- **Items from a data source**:

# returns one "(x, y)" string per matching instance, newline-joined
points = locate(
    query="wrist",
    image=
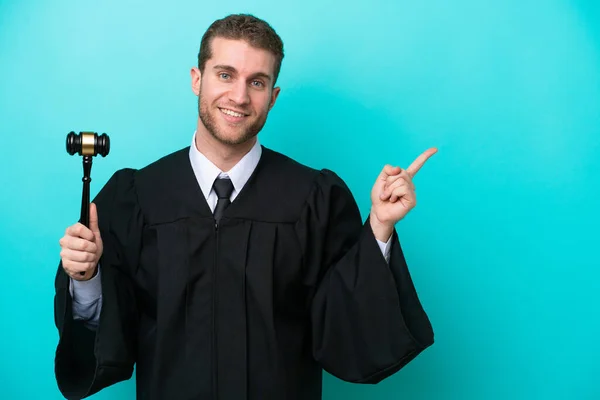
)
(381, 230)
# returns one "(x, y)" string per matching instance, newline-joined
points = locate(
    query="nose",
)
(239, 93)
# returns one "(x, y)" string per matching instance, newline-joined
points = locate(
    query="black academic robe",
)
(291, 282)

- **Task instructions**: Read each line of the data and count the ones that include "query", answering with the number alone.

- **Written solution**: 3